### Çalışma Yönergesi
HAMAS liderliğini ele alan sayfaya göre Şura Konseyi'ndeki seçimlerde kimin, nasıl bir oyla lider seçildiğini belirtin.

### Sayfa
• • • • • • •
İsmail Heniyye’nin İran’ın başkenti Tahran’da uğradığı suikast sonucunda şehit olması, HAMAS’ın geleceğine ilişkin, pek çok spekülasyonun yapılmasına yol açtı. İsrail’in Salih el-Aruri’den sonra Heniyye’yi hedef alması, HAMAS’ın “direniş ekseni”yle iyi ilişkilere sahip olan lider kadrosunu zayıflatmaya çalıştığı yorumlarına neden olurken, yeni seçilecek ismin daha ılımlı kanattan olacağı yönündeki tahminlerin de önünü açtı. Bu bağlamda, İran-Suriye çizgisine görece mesafeli olan, Türkiye-Katar çizgisini öne çıkaran ve Körfez ülkeleriyle yeniden diyalog yollarını zorlayan Halid Meşal’in ismi, gerek hareketin eski lideri olması gerekse de diaspora liderliği içerisinde en güçlü aday olarak görülmesi sebebiyle öne çıkmıştı. Fakat Şura Konseyi’nde yapılan seçimlerde hareketin en şahin isimlerinden biri ve Aksa Tufanı Operasyonu’nun mimarı olarak kabul edilen Yahya Sinvar’ın oy birliği ile seçilmesi, HAMAS’a ilişkin yapılan analizlerin önemli bir kısmının yüzeysel ve saha gerçekliğinden kopuk olduğunu bir kez daha ortaya koydu. Savaş şartları sebebiyle Gazze’den bir ismin lider seçilmesi en büyük sürpriz olsa da, Sinvar’ın temsil ettiği çizginin HAMAS’ın geleceğine yön vereceğini öngörmek mümkündü. Zira Sinvar’ın biyografisi, HAMAS’ın son yıllarda takip ettiği yol haritasında önemli yankılar bulmuştu. Bu çerçevede, Heniyye sonrası yeni liderlik yapılanmasının keskin bir kırılmadan ziyade, tedrici bir sürekliliği temsil edeceğini söylemek yanlış olmayacaktır.
• • • • • • •
### Kayıtlar
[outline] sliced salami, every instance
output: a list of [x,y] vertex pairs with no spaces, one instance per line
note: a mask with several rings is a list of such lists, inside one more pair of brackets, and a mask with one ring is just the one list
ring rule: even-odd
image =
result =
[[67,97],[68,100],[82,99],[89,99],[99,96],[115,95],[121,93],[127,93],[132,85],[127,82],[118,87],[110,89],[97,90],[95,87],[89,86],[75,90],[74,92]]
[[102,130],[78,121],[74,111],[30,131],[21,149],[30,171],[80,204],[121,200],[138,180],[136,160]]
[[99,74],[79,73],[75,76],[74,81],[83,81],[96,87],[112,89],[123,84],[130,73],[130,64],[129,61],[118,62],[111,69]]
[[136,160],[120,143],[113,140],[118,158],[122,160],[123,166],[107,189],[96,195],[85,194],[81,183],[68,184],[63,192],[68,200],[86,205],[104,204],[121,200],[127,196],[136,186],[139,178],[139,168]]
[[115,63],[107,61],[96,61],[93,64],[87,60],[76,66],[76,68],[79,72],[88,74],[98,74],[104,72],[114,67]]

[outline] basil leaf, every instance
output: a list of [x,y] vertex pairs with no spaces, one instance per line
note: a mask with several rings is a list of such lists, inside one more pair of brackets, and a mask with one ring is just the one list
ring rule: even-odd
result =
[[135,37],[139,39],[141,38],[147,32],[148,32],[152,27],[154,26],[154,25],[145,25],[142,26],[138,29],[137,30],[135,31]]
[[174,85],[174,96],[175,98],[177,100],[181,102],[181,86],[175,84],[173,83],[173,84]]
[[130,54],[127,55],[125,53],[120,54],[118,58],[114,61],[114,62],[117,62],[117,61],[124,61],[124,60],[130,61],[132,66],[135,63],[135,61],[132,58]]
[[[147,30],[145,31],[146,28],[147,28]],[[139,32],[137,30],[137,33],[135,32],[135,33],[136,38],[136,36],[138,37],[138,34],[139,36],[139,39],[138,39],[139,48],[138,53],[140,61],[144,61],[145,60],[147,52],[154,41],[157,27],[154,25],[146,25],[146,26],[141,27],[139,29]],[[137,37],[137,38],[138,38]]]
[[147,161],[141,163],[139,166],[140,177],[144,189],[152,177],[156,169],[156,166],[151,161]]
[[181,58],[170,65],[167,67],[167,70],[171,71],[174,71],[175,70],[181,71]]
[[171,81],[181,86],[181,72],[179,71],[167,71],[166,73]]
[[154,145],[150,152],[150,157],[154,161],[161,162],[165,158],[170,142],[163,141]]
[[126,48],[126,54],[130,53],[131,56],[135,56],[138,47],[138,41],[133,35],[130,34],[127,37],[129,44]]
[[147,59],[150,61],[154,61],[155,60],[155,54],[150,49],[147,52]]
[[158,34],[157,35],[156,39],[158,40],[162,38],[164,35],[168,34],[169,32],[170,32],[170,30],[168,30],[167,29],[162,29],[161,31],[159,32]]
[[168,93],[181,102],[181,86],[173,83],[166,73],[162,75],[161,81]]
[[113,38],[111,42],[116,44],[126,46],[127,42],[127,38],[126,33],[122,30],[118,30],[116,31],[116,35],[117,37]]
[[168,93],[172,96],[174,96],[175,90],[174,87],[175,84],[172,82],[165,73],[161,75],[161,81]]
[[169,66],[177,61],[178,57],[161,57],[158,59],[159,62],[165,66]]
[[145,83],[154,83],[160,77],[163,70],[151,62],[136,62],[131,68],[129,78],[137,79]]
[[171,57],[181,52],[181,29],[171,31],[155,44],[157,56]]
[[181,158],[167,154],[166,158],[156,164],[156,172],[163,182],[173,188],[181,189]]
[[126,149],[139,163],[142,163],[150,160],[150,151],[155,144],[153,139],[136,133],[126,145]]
• • • • • • •
### Tamamlanan Alıştırma
Yahya Sinvar oy birliğiyle seçildi.